▶ [Your objective] Reproduce the quarterly results passage word for word, starting with "Total company originations" and going on through "to $508 million.".
═════ Document segment ═════
Total company originations during the first quarter rose 26% from the first quarter of 2024 to just over $1.7 billion. Revenue from small business lending increased 29% from the first quarter of 2024 to $305 million as small business receivables on an amortized basis ended the quarter at $2.7 billion or 20% higher than the end of the first quarter of 2024. Small business originations rose 27% year-over-year to $1.2 billion. Revenue from our consumer businesses increased 18% from the first quarter of 2024 to $431 million as consumer receivables on an amortized basis ended the first quarter at $1.5 billion or 20% higher than the end of the first quarter of 2024. Consumer originations grew 22% from the first quarter of 2024 to $508 million.
═════ Records ═════
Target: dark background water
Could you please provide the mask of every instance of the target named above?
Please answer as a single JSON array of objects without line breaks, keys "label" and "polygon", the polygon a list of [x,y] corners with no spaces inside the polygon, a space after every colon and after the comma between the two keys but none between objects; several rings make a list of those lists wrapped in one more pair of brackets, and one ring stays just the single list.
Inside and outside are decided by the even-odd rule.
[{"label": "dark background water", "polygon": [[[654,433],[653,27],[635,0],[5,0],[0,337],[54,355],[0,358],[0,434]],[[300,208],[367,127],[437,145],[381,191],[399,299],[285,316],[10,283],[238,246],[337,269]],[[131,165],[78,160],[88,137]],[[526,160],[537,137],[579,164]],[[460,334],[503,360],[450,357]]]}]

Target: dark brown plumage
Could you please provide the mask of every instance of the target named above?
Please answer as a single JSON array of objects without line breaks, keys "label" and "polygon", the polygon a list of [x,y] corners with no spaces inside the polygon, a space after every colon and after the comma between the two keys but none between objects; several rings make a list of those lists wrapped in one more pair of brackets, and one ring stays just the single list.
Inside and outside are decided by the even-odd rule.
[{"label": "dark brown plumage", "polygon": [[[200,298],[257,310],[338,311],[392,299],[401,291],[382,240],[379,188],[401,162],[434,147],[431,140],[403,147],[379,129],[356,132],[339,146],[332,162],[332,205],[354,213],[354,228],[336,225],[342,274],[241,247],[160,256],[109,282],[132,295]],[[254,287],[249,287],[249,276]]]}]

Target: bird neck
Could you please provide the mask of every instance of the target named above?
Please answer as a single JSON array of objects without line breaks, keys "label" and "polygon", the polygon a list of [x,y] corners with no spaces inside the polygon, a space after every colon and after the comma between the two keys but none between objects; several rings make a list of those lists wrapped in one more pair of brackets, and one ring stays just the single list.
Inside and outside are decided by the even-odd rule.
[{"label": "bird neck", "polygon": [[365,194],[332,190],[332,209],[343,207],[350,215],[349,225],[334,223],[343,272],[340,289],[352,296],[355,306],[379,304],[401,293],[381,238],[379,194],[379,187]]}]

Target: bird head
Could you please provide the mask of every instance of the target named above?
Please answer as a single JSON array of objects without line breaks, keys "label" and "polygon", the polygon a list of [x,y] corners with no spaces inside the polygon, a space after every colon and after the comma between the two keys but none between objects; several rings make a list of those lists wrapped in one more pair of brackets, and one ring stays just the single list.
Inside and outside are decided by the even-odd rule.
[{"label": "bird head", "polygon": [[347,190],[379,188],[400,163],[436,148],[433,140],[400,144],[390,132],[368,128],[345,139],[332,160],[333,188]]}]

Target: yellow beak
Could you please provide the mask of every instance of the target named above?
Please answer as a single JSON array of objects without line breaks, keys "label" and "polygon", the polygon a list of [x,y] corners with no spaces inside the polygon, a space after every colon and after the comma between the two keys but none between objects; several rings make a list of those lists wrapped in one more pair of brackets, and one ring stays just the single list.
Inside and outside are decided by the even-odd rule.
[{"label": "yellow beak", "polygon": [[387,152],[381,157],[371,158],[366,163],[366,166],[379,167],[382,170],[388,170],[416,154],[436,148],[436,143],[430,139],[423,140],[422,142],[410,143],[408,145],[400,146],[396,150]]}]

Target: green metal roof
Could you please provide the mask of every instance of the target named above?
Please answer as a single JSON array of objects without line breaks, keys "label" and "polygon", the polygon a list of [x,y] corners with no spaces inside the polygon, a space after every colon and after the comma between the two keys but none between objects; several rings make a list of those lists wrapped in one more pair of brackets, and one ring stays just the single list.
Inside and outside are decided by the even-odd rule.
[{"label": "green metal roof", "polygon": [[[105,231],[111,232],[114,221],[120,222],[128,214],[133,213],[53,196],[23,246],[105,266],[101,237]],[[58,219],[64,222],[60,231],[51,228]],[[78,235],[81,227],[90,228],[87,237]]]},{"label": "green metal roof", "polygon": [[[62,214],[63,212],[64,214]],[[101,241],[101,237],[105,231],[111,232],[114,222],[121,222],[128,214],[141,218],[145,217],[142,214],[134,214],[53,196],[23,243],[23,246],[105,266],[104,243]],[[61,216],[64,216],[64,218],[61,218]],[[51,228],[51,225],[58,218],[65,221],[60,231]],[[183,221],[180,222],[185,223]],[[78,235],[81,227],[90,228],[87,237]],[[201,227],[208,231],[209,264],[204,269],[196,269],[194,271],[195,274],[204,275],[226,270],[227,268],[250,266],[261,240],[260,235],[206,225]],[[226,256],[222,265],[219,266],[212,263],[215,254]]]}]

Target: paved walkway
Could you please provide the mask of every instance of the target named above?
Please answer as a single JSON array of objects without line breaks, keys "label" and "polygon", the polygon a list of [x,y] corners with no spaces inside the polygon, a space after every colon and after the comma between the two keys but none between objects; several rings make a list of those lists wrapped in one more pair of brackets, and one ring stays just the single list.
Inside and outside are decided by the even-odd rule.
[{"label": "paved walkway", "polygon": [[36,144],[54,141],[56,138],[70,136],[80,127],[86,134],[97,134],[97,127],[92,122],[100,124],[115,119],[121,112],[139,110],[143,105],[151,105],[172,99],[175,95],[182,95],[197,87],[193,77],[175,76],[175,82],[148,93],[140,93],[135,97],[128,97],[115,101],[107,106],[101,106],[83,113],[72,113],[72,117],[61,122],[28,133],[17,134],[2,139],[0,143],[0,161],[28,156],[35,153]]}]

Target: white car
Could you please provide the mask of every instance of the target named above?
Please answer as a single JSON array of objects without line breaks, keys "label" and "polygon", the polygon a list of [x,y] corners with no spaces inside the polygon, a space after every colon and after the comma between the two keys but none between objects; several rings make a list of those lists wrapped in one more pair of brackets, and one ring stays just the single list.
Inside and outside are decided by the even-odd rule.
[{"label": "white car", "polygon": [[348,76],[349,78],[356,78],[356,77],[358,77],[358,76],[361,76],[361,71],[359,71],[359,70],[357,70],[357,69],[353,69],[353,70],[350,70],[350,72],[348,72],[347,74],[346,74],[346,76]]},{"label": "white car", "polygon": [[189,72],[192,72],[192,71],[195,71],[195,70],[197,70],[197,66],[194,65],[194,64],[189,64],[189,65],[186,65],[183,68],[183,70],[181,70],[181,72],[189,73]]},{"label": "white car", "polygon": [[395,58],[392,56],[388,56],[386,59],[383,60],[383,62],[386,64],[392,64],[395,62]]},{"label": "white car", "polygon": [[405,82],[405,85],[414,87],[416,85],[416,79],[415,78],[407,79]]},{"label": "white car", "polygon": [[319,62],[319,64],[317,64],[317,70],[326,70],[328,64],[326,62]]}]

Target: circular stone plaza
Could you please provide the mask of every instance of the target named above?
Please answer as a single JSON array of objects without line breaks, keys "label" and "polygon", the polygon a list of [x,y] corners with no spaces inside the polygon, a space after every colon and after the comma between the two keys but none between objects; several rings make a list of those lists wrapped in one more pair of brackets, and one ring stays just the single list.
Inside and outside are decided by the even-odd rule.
═════
▶ [Solution to the problem]
Total company originations during the first quarter rose 26% from the first quarter of 2024 to just over $1.7 billion. Revenue from small business lending increased 29% from the first quarter of 2024 to $305 million as small business receivables on an amortized basis ended the quarter at $2.7 billion or 20% higher than the end of the first quarter of 2024. Small business originations rose 27% year-over-year to $1.2 billion. Revenue from our consumer businesses increased 18% from the first quarter of 2024 to $431 million as consumer receivables on an amortized basis ended the first quarter at $1.5 billion or 20% higher than the end of the first quarter of 2024. Consumer originations grew 22% from the first quarter of 2024 to $508 million.